EXERCISE TEXT -
Segment Open

CITI Training

Training requirements for Investigators and Research Staff

This section describes the training requirements imposed by the HSRO. You may have additional training imposed by other federal, state, or institutional policies.

Basic Courses in Human Subject Research Training 

All personnel involved in human subject research must complete human subject research training before engaging in human subject research activities.  This requirement is referred to as becoming “CITI-Certified.  The following classes of individuals must complete the required training:

  • Investigators
  • Sub-investigators
  • Research team members listed in the eProst application
  • Individuals named as the contact person in the informed consent document and recruitment materials

Investigators are responsible for ensuring all study team members have completed training before submitting an application to the IRB.    

 

The PI and research team members should complete the required training before submitting an application for a new study to the IRB for review.  New members of the research team must complete the training before engaging in research activities, including access to and analysis of private identifiable data.

CITI offers the following courses:

  • Group 1: HSR Series for Biomedical Researchers - Required for all personnel involved primarily in biomedical research; and for all personnel performing both biomedical and social/behavioral research.
  • Group 2: HSR Series for Social-Behavioral-Educational Researchers Basic Course - Required for all personnel involved primarily in social and behavioral research.

Trainees should select the courses most applicable to the types of human subject research conducted at their site.  The IRB reserves the right to make this course a requirement for research personnel involved in both biomedical and social/behavioral research.

Recertification is required at three-year intervals for all courses discussed above. The CITI Program offers refresher courses to meet the training requirements. Principal Investigators must ensure that all study team members hold current CITI certification. Failure to maintain such certification is noncompliance with University requirements for the conduct of human subject research.

Training for Clinical Trials 

In addition to the above courses, investigators and research team members involved in the conduct of a clinical trial must complete training in Good Clinical Practice (GCP).  Below is the definition of “clinical trial.”

Clinical trial means a research study in which one or more human subjects are prospectively assigned to one or more interventions (which may include placebo or other control) to evaluate the effects of the interventions on biomedical or behavioral health-related outcomes.

 

GCP training is a regulatory requirement for NIH-funded clinical trials, including clinical trials with that focus on social-behavioral issues. GCP training consists of basic and refresher courses provided by CITI tailored to different types of research, including:

  • GCP for Clinical Trials with Investigational Drugs and Medical Devices (FDA focus)
  • GCP for Clinical Trials with Investigational Drugs and Biologics (ICH Focus)

Segment Closed

Items listed in a dataset:
Segment Open

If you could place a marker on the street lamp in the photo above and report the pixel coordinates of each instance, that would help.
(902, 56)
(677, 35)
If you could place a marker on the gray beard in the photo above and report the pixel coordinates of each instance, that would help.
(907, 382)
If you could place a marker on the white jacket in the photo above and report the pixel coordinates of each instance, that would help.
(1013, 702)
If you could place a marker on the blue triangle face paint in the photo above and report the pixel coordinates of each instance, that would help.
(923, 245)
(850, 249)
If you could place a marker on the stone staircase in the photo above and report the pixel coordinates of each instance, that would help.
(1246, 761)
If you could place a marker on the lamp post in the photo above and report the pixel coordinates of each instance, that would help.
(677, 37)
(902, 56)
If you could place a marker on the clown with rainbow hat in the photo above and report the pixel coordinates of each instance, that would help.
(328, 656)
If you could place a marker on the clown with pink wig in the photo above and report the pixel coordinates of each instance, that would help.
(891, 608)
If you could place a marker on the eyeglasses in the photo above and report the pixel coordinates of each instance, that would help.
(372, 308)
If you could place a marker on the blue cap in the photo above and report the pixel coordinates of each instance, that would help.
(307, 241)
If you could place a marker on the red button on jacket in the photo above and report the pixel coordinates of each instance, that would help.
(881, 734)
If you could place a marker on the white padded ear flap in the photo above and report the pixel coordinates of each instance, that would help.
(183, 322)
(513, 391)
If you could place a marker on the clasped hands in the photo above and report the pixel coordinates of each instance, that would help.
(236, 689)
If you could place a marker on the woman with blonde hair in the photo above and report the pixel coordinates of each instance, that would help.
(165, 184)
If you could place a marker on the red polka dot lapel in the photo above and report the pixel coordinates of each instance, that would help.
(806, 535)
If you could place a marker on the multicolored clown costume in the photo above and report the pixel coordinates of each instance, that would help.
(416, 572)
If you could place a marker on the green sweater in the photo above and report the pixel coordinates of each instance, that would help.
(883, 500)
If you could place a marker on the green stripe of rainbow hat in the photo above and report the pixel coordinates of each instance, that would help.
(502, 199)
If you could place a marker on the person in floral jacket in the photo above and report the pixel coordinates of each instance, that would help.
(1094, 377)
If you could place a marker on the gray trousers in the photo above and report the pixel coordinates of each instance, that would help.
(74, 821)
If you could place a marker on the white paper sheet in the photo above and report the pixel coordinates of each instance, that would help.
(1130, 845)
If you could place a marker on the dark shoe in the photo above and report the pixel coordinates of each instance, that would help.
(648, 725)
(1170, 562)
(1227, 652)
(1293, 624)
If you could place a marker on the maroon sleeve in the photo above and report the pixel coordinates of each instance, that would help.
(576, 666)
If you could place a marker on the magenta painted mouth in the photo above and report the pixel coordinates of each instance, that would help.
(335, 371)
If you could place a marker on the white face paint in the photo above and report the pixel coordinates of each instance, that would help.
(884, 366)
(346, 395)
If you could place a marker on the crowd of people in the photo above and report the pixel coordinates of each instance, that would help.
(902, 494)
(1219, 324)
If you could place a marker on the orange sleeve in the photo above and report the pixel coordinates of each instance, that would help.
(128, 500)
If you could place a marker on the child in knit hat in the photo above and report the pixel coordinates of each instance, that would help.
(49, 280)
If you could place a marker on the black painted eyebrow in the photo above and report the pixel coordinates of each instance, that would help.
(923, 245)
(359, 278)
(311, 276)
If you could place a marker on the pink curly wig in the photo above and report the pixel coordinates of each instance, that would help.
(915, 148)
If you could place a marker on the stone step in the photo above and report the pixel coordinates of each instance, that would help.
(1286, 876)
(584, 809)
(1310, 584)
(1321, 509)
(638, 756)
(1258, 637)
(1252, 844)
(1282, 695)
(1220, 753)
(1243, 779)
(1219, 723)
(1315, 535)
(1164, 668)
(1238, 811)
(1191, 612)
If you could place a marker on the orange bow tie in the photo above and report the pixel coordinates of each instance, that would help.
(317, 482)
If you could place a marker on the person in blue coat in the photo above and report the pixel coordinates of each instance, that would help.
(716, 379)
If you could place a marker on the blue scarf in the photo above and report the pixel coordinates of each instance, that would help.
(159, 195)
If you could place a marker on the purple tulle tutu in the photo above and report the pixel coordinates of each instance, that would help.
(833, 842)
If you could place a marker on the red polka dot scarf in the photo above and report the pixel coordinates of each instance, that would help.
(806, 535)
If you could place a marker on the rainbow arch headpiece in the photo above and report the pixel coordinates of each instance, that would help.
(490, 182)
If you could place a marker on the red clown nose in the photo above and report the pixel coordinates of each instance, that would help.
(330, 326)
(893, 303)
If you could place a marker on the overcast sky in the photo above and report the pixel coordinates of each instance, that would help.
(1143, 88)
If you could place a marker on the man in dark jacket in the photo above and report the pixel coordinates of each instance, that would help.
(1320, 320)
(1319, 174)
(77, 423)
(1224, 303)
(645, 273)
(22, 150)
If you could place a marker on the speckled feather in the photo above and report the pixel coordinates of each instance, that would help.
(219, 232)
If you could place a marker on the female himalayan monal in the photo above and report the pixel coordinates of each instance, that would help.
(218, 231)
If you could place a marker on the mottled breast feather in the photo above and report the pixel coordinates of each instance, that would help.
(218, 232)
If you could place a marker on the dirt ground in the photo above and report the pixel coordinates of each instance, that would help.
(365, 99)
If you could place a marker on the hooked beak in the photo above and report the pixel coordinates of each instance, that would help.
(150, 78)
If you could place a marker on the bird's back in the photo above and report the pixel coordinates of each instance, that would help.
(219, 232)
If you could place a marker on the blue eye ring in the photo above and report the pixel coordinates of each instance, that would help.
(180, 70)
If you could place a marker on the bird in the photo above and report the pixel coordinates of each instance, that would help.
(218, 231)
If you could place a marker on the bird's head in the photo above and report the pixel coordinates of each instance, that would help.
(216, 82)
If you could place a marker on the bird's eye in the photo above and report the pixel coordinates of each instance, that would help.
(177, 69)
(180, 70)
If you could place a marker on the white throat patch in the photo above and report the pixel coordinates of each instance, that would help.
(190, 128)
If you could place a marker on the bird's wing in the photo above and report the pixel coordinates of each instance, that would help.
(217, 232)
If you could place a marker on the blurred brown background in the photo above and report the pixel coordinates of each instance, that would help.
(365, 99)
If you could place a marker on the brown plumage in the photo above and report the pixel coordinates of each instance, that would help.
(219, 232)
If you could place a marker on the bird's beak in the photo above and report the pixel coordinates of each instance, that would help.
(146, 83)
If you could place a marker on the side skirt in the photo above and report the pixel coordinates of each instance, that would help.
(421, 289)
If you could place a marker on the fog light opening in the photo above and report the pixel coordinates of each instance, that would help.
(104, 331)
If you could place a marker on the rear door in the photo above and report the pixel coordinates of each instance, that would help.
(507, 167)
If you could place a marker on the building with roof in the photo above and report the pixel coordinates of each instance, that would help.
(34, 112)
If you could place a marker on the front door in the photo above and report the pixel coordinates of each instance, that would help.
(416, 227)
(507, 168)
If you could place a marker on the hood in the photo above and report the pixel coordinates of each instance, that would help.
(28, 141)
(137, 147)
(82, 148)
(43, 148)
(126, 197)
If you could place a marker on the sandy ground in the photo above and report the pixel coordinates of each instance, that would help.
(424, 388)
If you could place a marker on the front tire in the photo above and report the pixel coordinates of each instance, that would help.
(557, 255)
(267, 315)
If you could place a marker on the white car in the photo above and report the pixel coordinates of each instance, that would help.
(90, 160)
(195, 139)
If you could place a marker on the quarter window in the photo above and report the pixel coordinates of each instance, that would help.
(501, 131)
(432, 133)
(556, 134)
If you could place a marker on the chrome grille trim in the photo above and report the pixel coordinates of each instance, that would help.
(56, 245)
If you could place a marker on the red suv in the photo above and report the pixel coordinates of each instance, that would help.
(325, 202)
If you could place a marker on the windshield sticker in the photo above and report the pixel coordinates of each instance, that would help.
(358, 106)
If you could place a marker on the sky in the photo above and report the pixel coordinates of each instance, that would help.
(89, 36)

Segment Closed
Segment Open

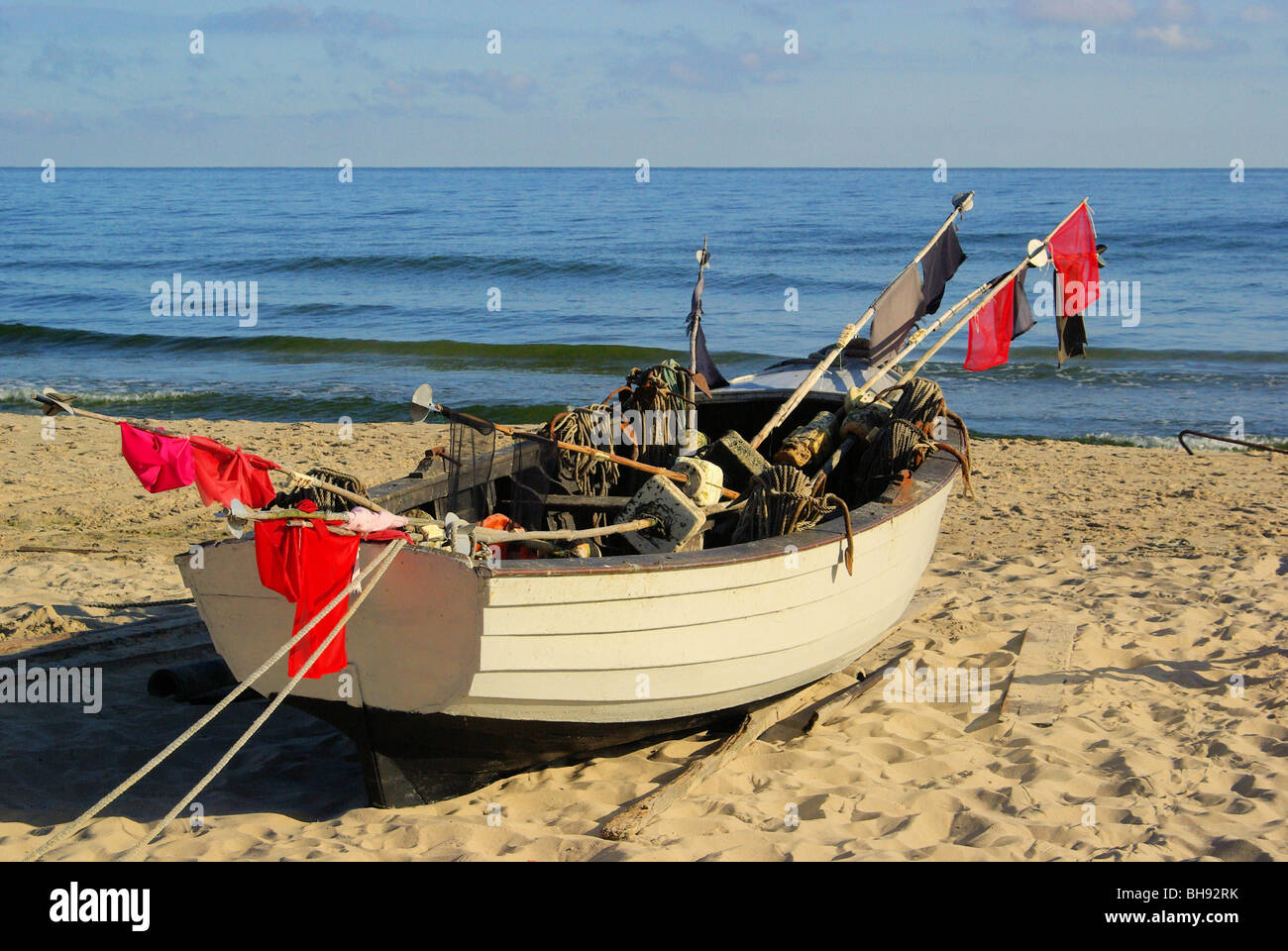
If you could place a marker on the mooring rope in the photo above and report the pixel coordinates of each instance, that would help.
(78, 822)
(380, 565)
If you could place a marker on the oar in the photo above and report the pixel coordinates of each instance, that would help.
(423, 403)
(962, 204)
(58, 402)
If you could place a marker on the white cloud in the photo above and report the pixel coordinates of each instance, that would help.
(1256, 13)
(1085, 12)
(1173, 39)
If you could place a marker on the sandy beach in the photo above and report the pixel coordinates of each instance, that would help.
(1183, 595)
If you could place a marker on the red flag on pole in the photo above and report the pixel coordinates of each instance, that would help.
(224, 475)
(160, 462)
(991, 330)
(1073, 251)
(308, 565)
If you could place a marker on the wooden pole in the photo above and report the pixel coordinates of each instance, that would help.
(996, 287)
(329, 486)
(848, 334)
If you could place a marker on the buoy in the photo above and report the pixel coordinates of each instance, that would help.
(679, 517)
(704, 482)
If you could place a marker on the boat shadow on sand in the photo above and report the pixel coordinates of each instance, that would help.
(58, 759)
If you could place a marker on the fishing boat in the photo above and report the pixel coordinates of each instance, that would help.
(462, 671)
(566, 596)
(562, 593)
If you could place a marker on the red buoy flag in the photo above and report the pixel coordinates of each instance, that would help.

Segment Closed

REQUIREMENT 1 -
From the CITI training text, copy the passage starting at "CITI offers the" and ending at "and behavioral research.".
REQUIREMENT 2 -
In the CITI training text, how often is recertification required for the courses it discusses?

ANSWER SPACE 1 -
CITI offers the following courses:

  • Group 1: HSR Series for Biomedical Researchers - Required for all personnel involved primarily in biomedical research; and for all personnel performing both biomedical and social/behavioral research.
  • Group 2: HSR Series for Social-Behavioral-Educational Researchers Basic Course - Required for all personnel involved primarily in social and behavioral research.

ANSWER SPACE 2 -
Every three years.